Renombra "truck" como "bus" en todas las líneas siguientes y vuelve a escribirlas sin ningún otro cambio.

## Registros del conjunto de datos de anotación de puntos
————

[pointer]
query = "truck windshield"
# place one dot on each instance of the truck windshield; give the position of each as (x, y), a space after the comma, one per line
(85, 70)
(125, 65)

————

## Respuesta
[pointer]
query = "bus windshield"
# place one dot on each instance of the bus windshield; give the position of each as (x, y), a space after the comma, one per line
(85, 70)
(125, 65)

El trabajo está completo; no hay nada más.